Write out the stretch from the start of the data through the line containing "256], [315, 533]]" again, switching "spectator" to "onlooker" and leaving everything else unchanged.

Dataset items:
------------------------------------------------

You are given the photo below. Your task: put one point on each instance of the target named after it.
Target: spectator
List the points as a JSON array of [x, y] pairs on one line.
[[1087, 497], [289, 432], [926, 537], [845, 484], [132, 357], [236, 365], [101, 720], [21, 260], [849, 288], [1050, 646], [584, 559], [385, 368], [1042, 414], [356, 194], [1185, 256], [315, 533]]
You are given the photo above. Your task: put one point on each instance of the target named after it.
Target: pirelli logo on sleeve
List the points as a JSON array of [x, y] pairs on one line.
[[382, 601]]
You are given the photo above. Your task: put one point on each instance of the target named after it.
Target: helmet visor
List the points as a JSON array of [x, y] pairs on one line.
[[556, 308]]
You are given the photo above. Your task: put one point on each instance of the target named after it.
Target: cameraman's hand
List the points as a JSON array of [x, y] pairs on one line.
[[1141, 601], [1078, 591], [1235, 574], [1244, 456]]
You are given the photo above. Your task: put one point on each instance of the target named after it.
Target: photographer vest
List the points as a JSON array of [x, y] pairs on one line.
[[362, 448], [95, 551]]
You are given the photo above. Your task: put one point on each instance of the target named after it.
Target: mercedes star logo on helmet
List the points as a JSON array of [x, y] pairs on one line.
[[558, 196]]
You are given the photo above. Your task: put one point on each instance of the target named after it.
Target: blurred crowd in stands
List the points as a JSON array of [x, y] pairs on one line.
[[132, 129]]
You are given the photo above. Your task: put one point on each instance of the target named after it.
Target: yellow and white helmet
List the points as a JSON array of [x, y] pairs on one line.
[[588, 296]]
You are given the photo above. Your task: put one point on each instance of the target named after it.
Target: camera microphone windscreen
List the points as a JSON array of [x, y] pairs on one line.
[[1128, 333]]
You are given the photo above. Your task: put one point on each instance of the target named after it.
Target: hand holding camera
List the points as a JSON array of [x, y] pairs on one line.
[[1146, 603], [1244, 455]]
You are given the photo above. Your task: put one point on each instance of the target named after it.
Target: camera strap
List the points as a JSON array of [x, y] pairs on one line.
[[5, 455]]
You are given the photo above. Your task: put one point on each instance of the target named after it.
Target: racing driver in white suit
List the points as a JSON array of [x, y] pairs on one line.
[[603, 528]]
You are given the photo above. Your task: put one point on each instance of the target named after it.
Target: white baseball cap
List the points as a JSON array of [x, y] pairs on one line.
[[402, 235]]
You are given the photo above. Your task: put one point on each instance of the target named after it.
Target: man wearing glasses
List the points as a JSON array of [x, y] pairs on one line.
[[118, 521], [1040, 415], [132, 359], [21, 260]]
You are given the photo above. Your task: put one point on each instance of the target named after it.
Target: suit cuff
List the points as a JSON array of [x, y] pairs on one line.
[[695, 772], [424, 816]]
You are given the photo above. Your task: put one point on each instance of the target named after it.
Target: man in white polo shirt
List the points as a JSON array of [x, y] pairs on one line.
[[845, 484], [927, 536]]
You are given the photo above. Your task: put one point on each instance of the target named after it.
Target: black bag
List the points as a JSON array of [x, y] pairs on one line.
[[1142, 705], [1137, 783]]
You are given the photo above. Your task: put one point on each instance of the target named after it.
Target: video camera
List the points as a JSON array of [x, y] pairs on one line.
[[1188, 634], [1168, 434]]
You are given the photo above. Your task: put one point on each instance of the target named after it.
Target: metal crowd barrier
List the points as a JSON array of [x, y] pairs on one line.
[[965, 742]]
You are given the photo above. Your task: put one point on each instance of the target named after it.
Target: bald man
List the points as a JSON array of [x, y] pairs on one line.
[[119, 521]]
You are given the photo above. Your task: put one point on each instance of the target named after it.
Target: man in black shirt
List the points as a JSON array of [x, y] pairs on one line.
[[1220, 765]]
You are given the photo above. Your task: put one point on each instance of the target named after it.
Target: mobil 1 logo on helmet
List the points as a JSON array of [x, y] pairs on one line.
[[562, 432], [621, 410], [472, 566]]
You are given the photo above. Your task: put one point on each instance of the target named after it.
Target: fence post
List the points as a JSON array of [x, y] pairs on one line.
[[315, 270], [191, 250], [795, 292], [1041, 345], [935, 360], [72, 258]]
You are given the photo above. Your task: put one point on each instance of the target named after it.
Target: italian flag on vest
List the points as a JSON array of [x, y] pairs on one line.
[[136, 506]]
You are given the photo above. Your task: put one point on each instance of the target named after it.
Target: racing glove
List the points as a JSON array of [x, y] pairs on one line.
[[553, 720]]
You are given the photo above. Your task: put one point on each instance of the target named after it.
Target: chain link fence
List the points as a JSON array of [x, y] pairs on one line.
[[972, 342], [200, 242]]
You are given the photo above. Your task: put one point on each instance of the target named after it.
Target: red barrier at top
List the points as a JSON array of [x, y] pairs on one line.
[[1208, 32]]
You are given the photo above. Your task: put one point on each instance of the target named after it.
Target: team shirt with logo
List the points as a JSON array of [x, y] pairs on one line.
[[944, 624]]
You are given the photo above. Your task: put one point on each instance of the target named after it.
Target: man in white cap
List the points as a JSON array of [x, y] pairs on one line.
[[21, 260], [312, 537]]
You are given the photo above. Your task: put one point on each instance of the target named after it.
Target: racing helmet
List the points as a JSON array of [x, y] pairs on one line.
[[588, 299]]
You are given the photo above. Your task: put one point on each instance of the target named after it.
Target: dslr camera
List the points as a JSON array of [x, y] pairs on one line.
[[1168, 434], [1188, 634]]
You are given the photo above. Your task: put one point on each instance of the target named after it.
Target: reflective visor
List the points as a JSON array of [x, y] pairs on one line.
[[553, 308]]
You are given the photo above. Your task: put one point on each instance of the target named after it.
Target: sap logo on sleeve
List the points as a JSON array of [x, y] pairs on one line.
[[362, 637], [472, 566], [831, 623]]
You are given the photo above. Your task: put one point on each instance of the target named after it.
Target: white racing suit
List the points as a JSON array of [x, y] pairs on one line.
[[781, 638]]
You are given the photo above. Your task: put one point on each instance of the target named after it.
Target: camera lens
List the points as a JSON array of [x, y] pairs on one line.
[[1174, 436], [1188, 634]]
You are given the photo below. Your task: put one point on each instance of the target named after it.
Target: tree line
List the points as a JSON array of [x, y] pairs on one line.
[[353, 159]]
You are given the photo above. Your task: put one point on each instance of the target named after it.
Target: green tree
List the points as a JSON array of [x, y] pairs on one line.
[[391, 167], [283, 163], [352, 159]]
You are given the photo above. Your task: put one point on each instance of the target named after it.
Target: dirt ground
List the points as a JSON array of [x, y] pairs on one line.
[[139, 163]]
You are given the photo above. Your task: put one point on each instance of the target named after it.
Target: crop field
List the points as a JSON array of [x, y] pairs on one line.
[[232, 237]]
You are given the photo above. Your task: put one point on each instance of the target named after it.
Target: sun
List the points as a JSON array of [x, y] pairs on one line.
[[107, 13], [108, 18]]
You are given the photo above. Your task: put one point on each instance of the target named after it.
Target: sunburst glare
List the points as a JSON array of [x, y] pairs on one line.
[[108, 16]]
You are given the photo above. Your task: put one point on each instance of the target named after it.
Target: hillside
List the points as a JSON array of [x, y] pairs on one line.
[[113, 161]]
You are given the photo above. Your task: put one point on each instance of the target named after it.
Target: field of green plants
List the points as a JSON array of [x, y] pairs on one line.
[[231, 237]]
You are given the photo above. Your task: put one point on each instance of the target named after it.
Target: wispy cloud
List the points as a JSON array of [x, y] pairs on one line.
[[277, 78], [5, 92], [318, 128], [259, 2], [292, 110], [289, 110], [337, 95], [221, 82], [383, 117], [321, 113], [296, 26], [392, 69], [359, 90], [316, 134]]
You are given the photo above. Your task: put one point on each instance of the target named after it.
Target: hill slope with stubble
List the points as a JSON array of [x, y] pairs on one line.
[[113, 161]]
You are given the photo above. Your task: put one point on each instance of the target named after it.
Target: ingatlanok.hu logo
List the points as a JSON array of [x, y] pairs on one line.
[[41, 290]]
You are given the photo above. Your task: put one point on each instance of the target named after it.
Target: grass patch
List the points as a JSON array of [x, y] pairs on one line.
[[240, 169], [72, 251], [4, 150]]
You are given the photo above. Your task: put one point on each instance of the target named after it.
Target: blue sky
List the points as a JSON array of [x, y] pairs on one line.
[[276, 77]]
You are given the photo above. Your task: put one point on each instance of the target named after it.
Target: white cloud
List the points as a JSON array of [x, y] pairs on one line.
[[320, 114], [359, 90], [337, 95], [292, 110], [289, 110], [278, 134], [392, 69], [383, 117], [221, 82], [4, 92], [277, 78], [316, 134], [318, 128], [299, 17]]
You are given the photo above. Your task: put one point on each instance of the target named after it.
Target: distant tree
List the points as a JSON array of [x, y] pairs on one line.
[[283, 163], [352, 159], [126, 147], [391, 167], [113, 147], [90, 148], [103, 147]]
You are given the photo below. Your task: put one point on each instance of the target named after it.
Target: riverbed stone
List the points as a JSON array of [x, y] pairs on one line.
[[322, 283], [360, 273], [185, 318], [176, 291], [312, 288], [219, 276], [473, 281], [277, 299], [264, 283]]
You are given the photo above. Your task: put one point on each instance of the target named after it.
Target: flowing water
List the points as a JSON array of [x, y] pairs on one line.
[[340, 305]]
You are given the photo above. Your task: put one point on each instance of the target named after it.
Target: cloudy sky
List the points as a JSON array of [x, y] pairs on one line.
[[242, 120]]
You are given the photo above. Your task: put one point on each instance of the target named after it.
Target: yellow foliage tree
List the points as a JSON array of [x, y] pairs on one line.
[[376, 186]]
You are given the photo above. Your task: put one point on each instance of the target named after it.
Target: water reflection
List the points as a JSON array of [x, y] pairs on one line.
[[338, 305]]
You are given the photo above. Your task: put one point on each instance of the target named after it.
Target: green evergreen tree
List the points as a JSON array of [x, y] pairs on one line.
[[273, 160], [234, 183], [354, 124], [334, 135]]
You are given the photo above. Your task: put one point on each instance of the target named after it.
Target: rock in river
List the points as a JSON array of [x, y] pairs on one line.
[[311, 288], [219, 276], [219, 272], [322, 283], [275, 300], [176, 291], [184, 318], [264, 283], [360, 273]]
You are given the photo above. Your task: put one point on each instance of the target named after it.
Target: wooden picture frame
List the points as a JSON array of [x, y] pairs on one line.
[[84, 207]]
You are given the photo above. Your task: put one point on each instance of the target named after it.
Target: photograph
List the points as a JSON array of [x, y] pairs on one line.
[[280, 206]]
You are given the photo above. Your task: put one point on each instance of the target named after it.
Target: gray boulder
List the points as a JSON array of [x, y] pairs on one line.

------------------------------------------------

§ **Task solution**:
You are given the photo below. Your task: put one point on each instance of the target named after it.
Target: onlooker
List the points as a JSON array of [x, y] pairs on one line.
[[1087, 497], [289, 432], [926, 537], [845, 484], [132, 357], [236, 365], [101, 720], [21, 260], [849, 288], [1050, 646], [584, 559], [385, 368], [1042, 414], [356, 194], [1185, 256], [315, 533]]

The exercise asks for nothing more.